Reproduce every line from the first one below up to and including the line containing "580), (476, 579)]]", shifting each coordinate in the answers by -82. Omit the pictures.
══ PROVIDED MATERIAL
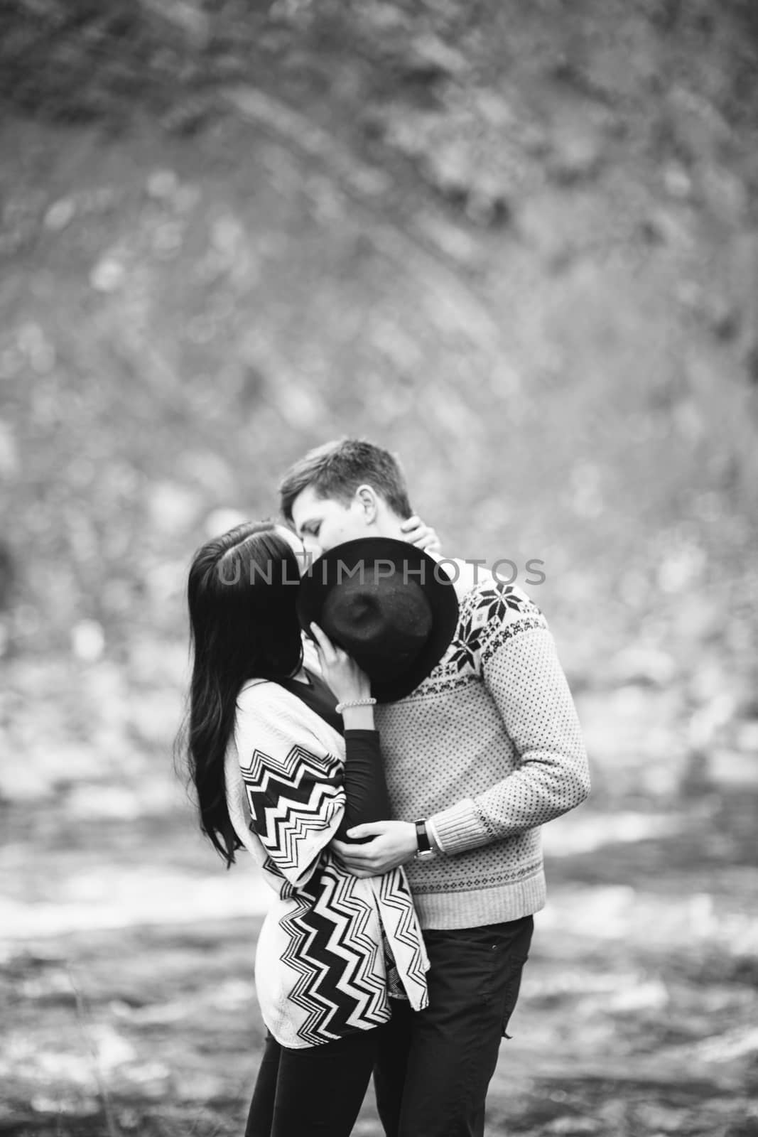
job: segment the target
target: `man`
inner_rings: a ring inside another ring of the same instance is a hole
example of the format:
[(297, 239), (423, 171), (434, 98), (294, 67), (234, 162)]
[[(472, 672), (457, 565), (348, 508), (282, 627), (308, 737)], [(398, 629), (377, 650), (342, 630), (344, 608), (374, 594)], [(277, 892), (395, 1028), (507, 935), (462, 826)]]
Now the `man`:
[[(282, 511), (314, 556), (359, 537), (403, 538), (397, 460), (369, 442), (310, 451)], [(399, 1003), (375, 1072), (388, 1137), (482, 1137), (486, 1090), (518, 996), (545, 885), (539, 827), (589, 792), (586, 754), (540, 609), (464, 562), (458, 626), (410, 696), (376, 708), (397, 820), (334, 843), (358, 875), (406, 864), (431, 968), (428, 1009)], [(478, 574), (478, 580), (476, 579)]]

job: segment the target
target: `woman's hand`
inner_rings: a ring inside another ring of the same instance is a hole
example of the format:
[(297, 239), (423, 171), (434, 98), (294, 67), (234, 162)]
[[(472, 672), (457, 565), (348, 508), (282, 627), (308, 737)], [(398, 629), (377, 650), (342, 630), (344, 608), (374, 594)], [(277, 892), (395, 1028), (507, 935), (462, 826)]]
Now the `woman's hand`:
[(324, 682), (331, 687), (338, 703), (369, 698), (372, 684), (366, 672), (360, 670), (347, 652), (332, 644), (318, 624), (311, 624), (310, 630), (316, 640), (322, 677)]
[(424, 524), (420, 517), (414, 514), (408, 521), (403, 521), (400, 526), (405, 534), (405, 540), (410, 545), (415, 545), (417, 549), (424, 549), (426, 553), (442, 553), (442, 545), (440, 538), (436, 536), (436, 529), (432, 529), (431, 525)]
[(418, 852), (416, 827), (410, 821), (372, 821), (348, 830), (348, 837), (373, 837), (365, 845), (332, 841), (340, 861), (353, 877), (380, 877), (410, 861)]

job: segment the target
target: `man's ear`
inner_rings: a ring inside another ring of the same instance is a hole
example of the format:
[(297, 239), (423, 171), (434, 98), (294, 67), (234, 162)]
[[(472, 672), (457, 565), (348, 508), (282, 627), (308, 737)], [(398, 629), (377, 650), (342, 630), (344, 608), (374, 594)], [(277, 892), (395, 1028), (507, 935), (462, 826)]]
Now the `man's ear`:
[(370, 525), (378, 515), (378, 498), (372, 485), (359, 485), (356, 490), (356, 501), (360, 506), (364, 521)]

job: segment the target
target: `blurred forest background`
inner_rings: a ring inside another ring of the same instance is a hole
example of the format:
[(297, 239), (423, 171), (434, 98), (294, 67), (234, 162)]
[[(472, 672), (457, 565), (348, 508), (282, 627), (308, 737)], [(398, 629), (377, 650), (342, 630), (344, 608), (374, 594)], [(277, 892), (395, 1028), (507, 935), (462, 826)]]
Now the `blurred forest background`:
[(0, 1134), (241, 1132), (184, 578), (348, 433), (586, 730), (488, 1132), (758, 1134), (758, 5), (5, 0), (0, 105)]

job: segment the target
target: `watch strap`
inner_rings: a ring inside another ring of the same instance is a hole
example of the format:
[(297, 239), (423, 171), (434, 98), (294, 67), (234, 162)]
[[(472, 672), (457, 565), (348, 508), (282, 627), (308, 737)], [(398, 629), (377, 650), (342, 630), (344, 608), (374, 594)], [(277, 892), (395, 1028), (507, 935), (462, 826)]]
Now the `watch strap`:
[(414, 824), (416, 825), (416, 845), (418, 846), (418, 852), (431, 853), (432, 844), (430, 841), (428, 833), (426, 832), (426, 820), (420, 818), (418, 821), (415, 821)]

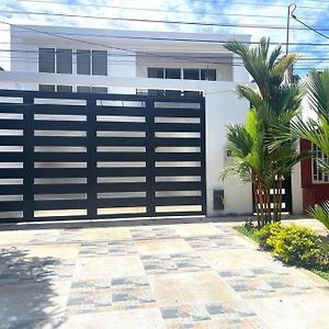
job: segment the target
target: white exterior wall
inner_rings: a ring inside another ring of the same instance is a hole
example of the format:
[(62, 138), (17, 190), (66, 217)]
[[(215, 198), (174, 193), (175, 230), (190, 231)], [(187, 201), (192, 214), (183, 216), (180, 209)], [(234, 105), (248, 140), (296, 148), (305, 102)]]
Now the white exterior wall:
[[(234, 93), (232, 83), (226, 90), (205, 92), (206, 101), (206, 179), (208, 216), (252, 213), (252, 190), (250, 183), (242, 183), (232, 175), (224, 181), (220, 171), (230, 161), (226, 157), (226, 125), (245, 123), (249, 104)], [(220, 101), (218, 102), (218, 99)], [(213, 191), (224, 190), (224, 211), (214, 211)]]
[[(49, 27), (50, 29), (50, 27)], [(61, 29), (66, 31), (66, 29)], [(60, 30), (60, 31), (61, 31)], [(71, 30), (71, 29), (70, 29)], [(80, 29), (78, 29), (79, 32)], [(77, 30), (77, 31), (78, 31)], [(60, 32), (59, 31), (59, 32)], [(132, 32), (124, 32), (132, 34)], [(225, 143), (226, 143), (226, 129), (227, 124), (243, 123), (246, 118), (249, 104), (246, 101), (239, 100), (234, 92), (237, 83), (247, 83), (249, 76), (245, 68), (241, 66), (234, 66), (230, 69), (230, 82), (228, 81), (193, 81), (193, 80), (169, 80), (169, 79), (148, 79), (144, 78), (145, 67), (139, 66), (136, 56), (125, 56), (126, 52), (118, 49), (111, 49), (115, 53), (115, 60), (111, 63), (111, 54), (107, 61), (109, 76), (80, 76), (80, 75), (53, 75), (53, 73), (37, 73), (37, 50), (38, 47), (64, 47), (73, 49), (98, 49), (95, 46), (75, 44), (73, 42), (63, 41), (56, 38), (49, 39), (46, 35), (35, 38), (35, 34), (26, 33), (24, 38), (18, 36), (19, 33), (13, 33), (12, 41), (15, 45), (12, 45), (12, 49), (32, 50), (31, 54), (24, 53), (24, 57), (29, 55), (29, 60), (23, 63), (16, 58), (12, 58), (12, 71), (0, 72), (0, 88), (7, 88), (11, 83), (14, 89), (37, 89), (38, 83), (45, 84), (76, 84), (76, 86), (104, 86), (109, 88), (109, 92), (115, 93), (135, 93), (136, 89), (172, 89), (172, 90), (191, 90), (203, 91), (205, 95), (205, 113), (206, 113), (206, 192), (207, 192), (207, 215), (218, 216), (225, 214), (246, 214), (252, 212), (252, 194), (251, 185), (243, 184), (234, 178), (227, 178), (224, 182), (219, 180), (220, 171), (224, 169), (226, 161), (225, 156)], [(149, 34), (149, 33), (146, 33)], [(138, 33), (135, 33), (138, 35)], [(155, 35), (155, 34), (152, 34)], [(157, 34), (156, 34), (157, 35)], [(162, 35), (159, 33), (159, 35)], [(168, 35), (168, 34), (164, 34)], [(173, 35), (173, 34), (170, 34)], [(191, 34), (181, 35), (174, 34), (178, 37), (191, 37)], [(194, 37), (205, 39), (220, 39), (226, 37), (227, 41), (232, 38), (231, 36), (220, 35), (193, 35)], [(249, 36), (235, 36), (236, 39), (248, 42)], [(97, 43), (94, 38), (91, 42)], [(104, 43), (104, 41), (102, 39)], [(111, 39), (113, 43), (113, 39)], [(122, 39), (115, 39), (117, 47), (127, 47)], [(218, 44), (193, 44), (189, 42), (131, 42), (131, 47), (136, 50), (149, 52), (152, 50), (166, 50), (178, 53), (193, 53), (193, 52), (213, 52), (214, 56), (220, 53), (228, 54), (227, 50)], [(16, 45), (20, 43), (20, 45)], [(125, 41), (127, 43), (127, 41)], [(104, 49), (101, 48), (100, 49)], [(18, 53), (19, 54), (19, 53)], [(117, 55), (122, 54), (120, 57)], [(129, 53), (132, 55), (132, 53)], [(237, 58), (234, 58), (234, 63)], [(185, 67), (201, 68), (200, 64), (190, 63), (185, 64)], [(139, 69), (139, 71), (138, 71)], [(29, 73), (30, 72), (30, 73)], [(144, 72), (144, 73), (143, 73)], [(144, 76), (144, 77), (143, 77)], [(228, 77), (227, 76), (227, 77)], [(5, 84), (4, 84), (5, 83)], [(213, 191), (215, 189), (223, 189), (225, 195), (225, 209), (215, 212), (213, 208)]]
════
THE REPLY:
job: segment the target
target: `man`
inner_rings: a ring inside another ring of the same instance is a hole
example of the format:
[(297, 239), (423, 171), (434, 98), (294, 67), (234, 162)]
[[(472, 672), (457, 565), (348, 508), (282, 627), (308, 737)], [(398, 629), (377, 650), (342, 630), (344, 608), (374, 594)], [(277, 892), (395, 1028), (507, 935), (462, 826)]]
Now the `man`:
[[(200, 429), (232, 474), (277, 455), (321, 456), (315, 378), (287, 360), (228, 369)], [(317, 921), (293, 990), (306, 1055), (400, 1055), (404, 1008), (436, 914), (463, 803), (457, 745), (507, 710), (504, 672), (458, 527), (382, 480), (376, 544), (328, 614), (294, 626), (315, 738), (252, 761), (276, 793), (324, 782), (349, 886), (346, 927)], [(396, 492), (396, 498), (394, 497)]]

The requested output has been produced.